-------- AVAILABLE DATA

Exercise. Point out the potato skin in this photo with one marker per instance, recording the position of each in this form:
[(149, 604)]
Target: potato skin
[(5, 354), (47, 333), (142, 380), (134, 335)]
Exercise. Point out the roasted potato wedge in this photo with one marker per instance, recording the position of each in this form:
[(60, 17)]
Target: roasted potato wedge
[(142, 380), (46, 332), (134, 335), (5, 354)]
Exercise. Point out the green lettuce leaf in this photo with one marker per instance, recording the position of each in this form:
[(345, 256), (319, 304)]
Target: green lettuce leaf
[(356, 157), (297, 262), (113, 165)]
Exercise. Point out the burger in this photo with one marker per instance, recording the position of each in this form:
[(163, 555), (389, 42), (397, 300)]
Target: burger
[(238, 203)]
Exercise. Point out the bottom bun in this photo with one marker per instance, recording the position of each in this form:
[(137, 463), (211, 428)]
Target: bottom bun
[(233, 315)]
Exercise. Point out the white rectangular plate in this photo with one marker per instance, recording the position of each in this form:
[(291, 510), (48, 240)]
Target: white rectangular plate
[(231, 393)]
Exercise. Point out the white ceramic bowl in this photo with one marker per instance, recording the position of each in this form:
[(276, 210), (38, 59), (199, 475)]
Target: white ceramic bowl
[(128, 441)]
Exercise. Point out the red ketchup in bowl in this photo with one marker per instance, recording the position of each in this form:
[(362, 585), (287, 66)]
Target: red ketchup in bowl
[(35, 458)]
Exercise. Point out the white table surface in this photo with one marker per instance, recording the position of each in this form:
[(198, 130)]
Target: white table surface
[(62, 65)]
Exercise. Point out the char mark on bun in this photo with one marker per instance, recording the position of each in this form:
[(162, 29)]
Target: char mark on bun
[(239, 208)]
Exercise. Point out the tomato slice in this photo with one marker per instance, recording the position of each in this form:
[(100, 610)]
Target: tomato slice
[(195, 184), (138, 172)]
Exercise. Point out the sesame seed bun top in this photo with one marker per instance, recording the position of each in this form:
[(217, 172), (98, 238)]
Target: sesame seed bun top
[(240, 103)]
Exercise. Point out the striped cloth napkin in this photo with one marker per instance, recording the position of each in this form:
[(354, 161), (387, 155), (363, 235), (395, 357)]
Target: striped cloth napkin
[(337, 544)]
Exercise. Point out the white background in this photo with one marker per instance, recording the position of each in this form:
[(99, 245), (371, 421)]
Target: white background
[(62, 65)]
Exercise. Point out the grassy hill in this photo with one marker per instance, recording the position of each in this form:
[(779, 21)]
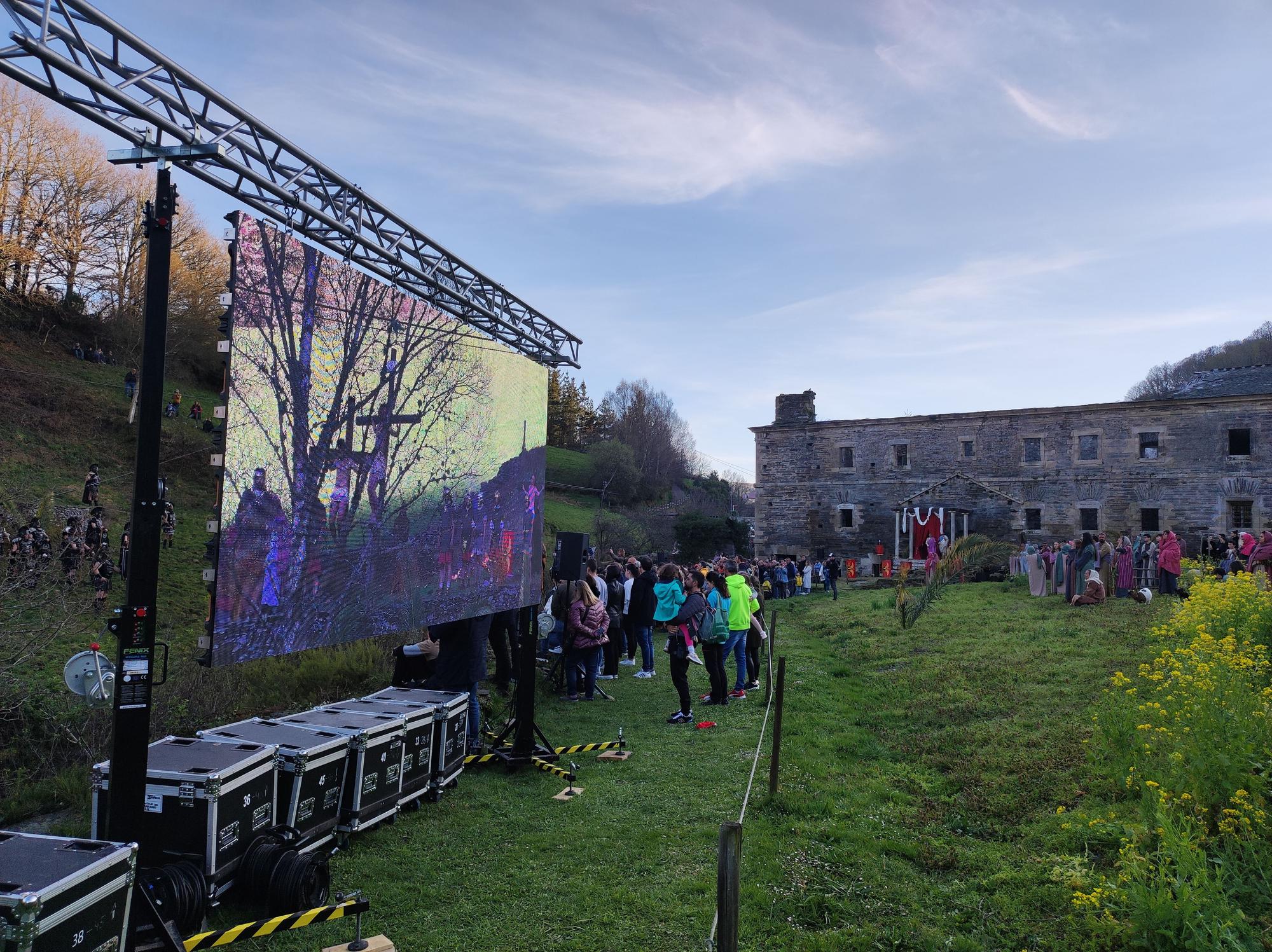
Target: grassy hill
[(58, 415)]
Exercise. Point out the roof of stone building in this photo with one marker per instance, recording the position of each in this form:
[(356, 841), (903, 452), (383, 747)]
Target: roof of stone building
[(1228, 382)]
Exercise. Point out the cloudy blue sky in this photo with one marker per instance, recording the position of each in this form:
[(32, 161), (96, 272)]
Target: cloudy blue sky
[(906, 207)]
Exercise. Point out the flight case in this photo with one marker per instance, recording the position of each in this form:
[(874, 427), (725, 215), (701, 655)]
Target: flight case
[(373, 769), (59, 895), (450, 726), (311, 773), (418, 742), (205, 801)]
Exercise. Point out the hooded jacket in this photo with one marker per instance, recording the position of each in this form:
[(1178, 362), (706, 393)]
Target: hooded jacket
[(742, 602), (1168, 559)]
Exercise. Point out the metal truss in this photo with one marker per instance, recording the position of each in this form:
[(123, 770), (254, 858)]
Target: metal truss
[(77, 57)]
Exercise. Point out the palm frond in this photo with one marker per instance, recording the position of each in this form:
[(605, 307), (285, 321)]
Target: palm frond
[(967, 555)]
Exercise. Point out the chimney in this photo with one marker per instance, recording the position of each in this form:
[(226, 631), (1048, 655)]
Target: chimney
[(796, 409)]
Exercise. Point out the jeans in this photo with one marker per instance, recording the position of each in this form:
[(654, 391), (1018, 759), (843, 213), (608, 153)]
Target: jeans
[(614, 649), (681, 679), (754, 642), (646, 634), (714, 663), (554, 638), (591, 661), (737, 644)]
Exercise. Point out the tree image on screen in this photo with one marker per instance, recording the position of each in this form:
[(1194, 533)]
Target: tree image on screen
[(384, 461)]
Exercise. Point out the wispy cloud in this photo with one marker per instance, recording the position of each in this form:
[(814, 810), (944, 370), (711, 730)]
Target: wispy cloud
[(559, 123), (1065, 121)]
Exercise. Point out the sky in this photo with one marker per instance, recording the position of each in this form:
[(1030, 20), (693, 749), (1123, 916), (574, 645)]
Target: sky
[(908, 208)]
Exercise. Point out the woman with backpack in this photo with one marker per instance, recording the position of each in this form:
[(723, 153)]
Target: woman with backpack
[(614, 609), (714, 633), (586, 634), (682, 633)]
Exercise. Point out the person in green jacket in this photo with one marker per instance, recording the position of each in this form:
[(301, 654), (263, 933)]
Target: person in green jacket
[(742, 605)]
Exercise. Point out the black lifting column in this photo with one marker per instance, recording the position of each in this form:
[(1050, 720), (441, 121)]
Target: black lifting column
[(137, 629)]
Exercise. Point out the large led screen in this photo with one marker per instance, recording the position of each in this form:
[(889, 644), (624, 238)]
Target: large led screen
[(384, 461)]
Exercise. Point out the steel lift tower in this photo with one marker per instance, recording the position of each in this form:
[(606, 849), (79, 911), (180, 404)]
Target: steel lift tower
[(77, 57)]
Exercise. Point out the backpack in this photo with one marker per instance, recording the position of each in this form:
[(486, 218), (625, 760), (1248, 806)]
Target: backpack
[(716, 625)]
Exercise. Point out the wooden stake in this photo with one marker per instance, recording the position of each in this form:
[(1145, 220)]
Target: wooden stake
[(778, 727), (728, 877)]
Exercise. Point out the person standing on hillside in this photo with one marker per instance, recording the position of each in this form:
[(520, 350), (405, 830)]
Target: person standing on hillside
[(682, 634), (643, 606), (1168, 564), (742, 605), (833, 577)]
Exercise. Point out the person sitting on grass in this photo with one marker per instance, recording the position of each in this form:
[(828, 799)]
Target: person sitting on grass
[(586, 635), (1095, 591), (682, 633), (671, 596)]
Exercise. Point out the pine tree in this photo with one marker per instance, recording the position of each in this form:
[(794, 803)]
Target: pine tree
[(569, 414), (555, 436)]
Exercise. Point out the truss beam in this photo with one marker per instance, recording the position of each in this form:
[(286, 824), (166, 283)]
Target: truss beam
[(76, 55)]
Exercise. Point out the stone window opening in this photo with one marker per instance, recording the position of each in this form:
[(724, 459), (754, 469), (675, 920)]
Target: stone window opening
[(1241, 513), (1240, 442)]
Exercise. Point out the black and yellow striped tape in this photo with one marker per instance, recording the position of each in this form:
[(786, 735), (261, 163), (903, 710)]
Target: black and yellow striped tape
[(280, 923)]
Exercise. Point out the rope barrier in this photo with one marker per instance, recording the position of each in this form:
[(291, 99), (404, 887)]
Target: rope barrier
[(746, 801), (280, 923), (548, 768)]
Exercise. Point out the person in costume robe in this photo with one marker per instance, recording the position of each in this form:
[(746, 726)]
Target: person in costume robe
[(1170, 556), (930, 562), (1064, 555), (1083, 563), (1261, 556), (1105, 562), (1125, 568), (1037, 570), (1095, 591)]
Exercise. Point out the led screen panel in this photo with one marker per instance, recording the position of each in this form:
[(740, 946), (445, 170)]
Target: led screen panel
[(384, 461)]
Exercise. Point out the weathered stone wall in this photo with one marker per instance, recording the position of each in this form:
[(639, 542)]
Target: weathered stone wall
[(802, 488)]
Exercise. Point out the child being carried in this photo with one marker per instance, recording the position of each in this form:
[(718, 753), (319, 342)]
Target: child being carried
[(671, 596)]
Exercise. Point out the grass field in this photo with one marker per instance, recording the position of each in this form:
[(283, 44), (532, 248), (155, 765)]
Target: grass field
[(922, 773)]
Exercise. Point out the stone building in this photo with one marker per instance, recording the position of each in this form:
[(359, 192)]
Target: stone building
[(1199, 462)]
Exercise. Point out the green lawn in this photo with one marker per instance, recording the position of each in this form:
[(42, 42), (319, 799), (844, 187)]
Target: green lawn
[(569, 466), (922, 775)]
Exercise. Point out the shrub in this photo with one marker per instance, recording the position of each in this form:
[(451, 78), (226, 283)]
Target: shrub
[(1189, 742)]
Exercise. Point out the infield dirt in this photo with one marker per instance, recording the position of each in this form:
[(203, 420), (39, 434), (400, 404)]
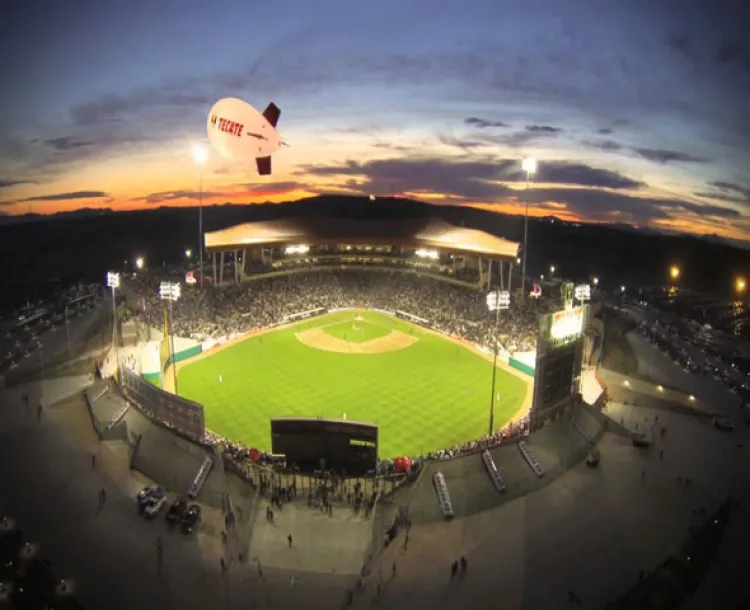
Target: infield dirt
[(318, 338)]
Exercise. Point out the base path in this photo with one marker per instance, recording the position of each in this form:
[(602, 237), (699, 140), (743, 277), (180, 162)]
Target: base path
[(318, 338)]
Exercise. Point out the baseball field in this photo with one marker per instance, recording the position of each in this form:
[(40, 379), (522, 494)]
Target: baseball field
[(423, 390)]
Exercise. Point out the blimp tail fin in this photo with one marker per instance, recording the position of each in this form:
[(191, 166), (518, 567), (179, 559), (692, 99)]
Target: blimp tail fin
[(272, 114), (264, 165)]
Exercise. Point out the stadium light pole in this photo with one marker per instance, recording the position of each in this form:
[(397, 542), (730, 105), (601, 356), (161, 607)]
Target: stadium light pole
[(496, 300), (170, 291), (529, 165), (113, 281), (200, 156)]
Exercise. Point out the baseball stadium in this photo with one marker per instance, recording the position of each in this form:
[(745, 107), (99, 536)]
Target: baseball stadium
[(386, 324)]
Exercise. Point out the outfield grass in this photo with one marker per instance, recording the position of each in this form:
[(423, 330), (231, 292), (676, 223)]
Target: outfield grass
[(431, 395)]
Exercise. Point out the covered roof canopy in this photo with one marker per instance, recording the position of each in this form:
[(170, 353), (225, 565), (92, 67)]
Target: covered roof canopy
[(410, 232)]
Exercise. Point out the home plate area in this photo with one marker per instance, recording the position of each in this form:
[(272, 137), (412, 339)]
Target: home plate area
[(351, 337)]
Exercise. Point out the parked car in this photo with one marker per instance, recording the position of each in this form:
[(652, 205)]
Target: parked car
[(146, 494), (153, 507), (722, 423), (177, 511), (191, 519), (593, 459)]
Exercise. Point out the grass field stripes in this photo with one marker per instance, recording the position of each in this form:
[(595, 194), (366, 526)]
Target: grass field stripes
[(431, 395)]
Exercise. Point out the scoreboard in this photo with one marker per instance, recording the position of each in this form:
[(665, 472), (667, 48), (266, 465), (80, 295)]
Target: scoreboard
[(559, 359), (326, 444)]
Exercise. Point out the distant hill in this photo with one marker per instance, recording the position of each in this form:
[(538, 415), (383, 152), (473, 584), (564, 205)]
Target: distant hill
[(39, 250)]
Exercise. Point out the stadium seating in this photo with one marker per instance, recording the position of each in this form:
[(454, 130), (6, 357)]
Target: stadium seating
[(494, 475), (530, 459), (200, 478), (441, 490)]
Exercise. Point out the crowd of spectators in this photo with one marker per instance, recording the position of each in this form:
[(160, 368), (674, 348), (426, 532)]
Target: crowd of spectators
[(458, 311), (263, 302)]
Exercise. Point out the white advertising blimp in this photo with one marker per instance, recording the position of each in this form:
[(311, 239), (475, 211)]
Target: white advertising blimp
[(239, 132)]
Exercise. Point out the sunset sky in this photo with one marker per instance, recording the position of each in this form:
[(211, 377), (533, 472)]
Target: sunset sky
[(638, 111)]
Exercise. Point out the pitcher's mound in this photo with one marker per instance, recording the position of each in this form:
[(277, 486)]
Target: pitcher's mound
[(318, 338)]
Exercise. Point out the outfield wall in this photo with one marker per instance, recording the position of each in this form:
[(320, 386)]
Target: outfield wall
[(524, 362)]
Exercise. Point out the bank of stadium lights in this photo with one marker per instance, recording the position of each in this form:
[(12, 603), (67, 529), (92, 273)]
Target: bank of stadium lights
[(170, 291), (431, 254), (528, 165), (296, 249), (582, 293), (113, 282), (200, 156), (498, 300)]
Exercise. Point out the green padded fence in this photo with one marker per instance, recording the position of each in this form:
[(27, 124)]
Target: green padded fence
[(185, 354), (153, 379), (520, 366)]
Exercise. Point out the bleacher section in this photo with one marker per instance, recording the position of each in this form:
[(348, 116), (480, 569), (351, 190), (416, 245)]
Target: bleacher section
[(174, 462), (492, 472), (200, 478), (443, 497), (536, 468), (554, 448)]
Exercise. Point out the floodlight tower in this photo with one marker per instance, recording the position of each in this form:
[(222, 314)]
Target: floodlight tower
[(497, 301), (170, 291), (200, 156), (113, 281), (529, 165)]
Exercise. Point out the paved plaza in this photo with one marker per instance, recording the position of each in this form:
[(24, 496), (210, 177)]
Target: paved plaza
[(589, 531)]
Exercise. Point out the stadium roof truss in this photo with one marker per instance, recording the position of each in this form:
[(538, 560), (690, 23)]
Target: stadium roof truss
[(409, 232)]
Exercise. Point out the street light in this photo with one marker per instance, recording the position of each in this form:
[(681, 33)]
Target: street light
[(170, 291), (113, 282), (200, 156), (497, 301), (529, 165)]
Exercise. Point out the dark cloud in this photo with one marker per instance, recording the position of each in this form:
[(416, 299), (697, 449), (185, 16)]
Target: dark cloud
[(732, 187), (729, 51), (163, 197), (61, 197), (483, 123), (607, 145), (116, 109), (561, 172), (67, 143), (667, 156), (543, 129), (727, 191), (608, 206), (274, 187), (683, 45), (472, 180), (467, 179), (4, 183)]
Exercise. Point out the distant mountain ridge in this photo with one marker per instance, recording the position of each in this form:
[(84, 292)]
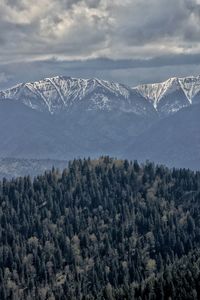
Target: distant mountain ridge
[(61, 118), (65, 93)]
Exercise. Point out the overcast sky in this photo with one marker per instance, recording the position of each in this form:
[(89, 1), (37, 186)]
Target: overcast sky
[(130, 41)]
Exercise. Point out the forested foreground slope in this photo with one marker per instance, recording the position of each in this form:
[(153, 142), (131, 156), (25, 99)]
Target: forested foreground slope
[(103, 229)]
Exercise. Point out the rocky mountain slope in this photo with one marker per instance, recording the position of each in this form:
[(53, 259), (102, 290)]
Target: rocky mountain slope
[(64, 117)]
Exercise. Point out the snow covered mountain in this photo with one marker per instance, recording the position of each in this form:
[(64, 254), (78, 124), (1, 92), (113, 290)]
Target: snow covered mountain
[(172, 95), (65, 93), (64, 117)]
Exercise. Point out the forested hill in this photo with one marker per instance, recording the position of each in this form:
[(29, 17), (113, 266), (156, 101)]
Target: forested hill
[(101, 229)]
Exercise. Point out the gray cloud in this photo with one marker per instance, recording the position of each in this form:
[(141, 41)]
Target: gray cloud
[(132, 36), (32, 29)]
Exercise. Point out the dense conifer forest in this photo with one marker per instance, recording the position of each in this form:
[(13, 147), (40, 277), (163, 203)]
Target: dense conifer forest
[(102, 229)]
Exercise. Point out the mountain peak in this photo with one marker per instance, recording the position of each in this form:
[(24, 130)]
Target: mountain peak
[(155, 92)]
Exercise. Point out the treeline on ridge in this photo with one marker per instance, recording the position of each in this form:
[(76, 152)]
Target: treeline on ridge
[(101, 229)]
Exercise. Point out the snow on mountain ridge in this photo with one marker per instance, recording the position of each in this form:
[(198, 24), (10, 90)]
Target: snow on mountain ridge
[(61, 91), (155, 92)]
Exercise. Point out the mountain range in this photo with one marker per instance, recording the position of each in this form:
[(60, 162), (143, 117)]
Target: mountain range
[(61, 118)]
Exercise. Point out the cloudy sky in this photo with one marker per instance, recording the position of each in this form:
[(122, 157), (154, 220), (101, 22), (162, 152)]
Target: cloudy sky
[(130, 41)]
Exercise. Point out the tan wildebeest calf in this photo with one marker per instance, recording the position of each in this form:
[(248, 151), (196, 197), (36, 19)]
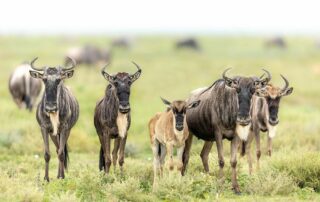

----------------

Rewrite the rows starting with the line with "Exercise. Point out the sky" and going on through the line with "[(569, 414), (555, 436)]", putting "rucksack" wherever "backpack" appears and leaving everything else as it is.

Exercise. Point out the sky in this photo with one marker per instance, recording the position of each in this form:
[(1030, 20), (693, 749), (1123, 916), (574, 645)]
Target: sky
[(908, 208)]
Exercise. Point out the woman with rucksack in this photo with one marker per instance, recording the position of each in this form:
[(723, 153)]
Target: woman with rucksack
[(614, 609), (714, 633), (586, 634), (682, 633)]
Exercise. Point out the person in green jacket in this photo with one marker per instance, recording the position of each in this form:
[(301, 654), (263, 933)]
Target: person in green jacket
[(742, 605)]
Exercise. Point out the black lifting column in this photo with one marker per instance, recording the position of each in this form:
[(1050, 720), (441, 121)]
Target: black lifting column
[(137, 629)]
Exercise. Point out the large led screen in this photo with one marker per instance, recording the position of each in this form:
[(889, 644), (624, 238)]
Target: large led screen
[(384, 461)]
Exercise. Point out the steel lift tower in this photo with one marker per instance, recording the position of each in this form:
[(606, 849), (79, 911), (180, 404)]
Target: steel lift tower
[(77, 57)]
Exercise. Point out the rucksack in this photo with one marker per instance, recording the position of each in this form:
[(486, 218), (625, 760), (1248, 806)]
Target: rucksack
[(716, 625)]
Exercise. Point out the wooden stake in this photo with one marker per instance, recording the position of each in this form:
[(1145, 220)]
Target: wooden stake
[(778, 727), (728, 877)]
Exercise. Point out the person standing on hillside in this photo with one marker per instance, recording the position of each in this form:
[(520, 350), (405, 830)]
Target: person standing on hillside
[(682, 634), (643, 606), (1168, 564), (742, 605), (833, 577)]
Exercise. Point out the person sitting on grass in this photo with one marker per instance, recording the position of each in this form:
[(828, 799)]
Target: person sitting on grass
[(586, 635), (1095, 591), (682, 633), (671, 596)]
Exercise. Point out the pine tree in this photo with one marker per instance, recording the position of each in this form:
[(794, 803)]
Target: pine tree
[(569, 414), (555, 436)]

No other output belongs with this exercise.